===== DATA TO PROCESS
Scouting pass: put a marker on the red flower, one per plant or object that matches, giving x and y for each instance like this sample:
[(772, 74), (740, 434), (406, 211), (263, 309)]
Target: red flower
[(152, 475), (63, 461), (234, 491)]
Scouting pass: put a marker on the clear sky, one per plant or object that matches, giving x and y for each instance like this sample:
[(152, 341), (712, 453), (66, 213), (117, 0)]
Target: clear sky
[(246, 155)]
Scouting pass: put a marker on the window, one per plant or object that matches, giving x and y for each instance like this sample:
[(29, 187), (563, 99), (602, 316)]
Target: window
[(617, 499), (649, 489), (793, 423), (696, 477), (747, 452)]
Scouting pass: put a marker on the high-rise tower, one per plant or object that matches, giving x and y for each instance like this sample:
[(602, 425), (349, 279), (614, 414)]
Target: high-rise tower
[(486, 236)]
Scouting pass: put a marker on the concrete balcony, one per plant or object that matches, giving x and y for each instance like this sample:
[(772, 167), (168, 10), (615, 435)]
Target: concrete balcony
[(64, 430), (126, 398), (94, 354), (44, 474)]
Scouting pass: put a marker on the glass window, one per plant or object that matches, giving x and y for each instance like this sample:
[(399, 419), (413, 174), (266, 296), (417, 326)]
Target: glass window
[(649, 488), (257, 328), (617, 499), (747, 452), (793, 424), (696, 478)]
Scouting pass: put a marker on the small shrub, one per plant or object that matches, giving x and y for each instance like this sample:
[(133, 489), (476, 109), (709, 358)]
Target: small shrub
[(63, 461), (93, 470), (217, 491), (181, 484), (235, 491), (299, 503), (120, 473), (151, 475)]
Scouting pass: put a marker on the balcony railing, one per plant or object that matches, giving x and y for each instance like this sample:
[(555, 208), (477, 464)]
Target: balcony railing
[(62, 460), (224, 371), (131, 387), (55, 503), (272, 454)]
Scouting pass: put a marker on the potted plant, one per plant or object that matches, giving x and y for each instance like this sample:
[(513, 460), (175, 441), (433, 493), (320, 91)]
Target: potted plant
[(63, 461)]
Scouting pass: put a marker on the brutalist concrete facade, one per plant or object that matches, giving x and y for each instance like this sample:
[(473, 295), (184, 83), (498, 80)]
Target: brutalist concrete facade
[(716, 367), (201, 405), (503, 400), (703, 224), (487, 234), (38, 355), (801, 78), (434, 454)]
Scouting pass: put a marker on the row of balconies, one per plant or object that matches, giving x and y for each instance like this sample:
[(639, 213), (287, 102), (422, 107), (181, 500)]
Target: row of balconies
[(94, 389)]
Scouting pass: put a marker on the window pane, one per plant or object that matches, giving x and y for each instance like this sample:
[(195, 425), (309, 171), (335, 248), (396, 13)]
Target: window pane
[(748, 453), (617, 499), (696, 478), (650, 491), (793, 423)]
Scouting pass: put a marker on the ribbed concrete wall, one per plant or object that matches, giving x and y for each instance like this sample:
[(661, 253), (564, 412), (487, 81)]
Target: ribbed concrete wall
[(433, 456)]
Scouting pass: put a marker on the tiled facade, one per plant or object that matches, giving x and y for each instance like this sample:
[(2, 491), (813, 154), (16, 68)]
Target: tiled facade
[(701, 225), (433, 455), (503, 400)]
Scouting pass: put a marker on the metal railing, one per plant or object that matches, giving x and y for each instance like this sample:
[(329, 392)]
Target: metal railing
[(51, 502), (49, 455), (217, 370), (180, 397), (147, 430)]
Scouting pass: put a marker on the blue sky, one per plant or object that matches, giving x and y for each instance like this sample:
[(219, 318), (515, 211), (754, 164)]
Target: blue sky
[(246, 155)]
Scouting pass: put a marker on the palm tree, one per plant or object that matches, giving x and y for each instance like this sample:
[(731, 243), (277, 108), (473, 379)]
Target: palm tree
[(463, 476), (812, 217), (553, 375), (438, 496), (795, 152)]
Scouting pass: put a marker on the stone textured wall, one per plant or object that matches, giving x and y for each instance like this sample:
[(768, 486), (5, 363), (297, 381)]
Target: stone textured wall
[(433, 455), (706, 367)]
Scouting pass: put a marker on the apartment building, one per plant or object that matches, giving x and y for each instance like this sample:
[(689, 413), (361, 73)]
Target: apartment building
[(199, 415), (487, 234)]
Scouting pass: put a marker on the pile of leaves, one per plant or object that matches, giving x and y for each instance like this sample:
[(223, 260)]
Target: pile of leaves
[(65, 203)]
==========
__PROBLEM REQUIREMENTS__.
Copy all of the data above again, line for line, without changing anything.

__OUTPUT OF THE TASK__.
Scouting pass: put a marker on the red flower, one per plant or object that matches, giving x and y for each instance like this sample:
[(772, 74), (740, 434), (406, 211), (263, 309)]
Target: red flower
[(152, 475), (63, 461), (234, 491)]
Scouting pass: put a marker on the clear sky, one per plant or object that matches, giving x and y for each instance like this sample:
[(152, 341), (712, 453), (66, 213), (117, 0)]
Target: clear sky
[(246, 155)]
Scouting pass: put a marker on the window, one per plant or object that matches, giving x and y for each instance like this sample:
[(29, 187), (563, 99), (602, 316)]
Target: window
[(617, 499), (649, 489), (793, 423), (696, 477), (747, 452)]
Scouting pass: put a marker on the high-rise tower, one per plant or object that matches, giving x and y for each instance like this sample:
[(602, 425), (349, 279), (614, 414)]
Target: high-rise tower
[(486, 236)]
Scouting pass: put a marker on the concrete balcony, one per plant or object that matches, giving x and y for each instance like this sample:
[(772, 167), (168, 10), (615, 435)]
Target: concrete balcony
[(64, 430), (126, 398), (94, 354), (44, 474)]
Scouting pass: put a marker on the glass window, one per plant or object that matches, giving x and y for each instance like this sample:
[(399, 419), (413, 174), (266, 296), (417, 326)]
Target: glass window
[(649, 488), (257, 328), (617, 499), (747, 452), (793, 424), (696, 478)]
Scouting pass: put a marker on the small shrub, one per plant or object that matches, giving x and y for each instance like this sample:
[(133, 489), (476, 109), (709, 358)]
Target: small shrub
[(63, 461), (93, 470), (217, 491), (181, 484), (235, 491), (299, 503), (120, 473), (151, 475)]
Scouting pass: put a marker on the balcony railing, one per plant or object that matches, giving x and y for each instance like this sample:
[(555, 208), (477, 464)]
Target: balcony railing
[(62, 460), (224, 371), (131, 387), (55, 503), (272, 454)]
Scouting pass: put a marker on the potted plant, one per plant or object that matches, giving x and y for each instance like this sample:
[(513, 460), (175, 441), (433, 493), (320, 91)]
Target: potted plant
[(63, 461)]
Scouting pass: put a marker on the brutalist concrete facade, one per plant or object that matches, giving x and y for each instance like this sample:
[(473, 295), (184, 83), (498, 80)]
Target: brutalist concrete facade
[(716, 367), (201, 405), (503, 400), (703, 224), (487, 234), (38, 355), (801, 78), (434, 454)]
Scouting pass: put a marker on the row of balconies, one per plant or object that matches, giving x and y for each instance like this sample:
[(639, 213), (287, 102), (422, 107), (181, 500)]
Target: row of balconies
[(94, 389)]
Scouting pass: put a marker on the window pane, one per plant or object that matches, giving x and y for each instance like this sample:
[(195, 425), (309, 171), (335, 248), (396, 13)]
Target: window pane
[(748, 453), (617, 499), (696, 478), (650, 491), (793, 423)]
Scouting pass: put a marker on the ribbed concrete wall, one per plant or object that matches, giving x and y for each instance like this sample:
[(661, 253), (564, 412), (487, 81)]
Target: ribbed concrete wall
[(433, 456)]
Scouting pass: put a marker on the tiled facade, one per plant or object that matches, giving x and y for each instance like this sample:
[(2, 491), (813, 154), (16, 68)]
Target: tiled facade
[(701, 225), (433, 455), (503, 400)]
Scouting pass: put a marker on the metal railing, one per plant or object that matches, giving x and y for each instance like this sample:
[(329, 392)]
Target: metal railing
[(51, 502), (49, 455), (217, 370), (180, 397), (147, 430)]
Scouting pass: put a marker on the blue sky, one per plant or object that matches, giving x and y for each instance like this sample:
[(219, 318), (515, 211), (754, 164)]
Target: blue sky
[(246, 155)]
Scouting pass: put a marker on the palm tree, one per plant or object that matches, giving x and y for each instance like this sample:
[(731, 243), (277, 108), (473, 379)]
Target: palm tree
[(463, 476), (812, 217), (553, 375), (438, 496), (795, 152)]
Scouting pass: put a marker on the stone textured wall, one per plant or object that matches, giving x and y for each instance like this sample:
[(768, 486), (5, 363), (297, 381)]
Target: stone textured wall
[(433, 455), (706, 367)]
Scouting pass: put a marker on the apartment building, one per plant or object that matches, giving x and y for each instance like this sample:
[(689, 413), (361, 73)]
Target: apartment building
[(199, 415), (487, 234)]
Scouting pass: put a marker on the pile of leaves, one per plant or object that matches, giving x and y for each instance like this sample:
[(223, 260)]
Target: pile of leaves
[(65, 203)]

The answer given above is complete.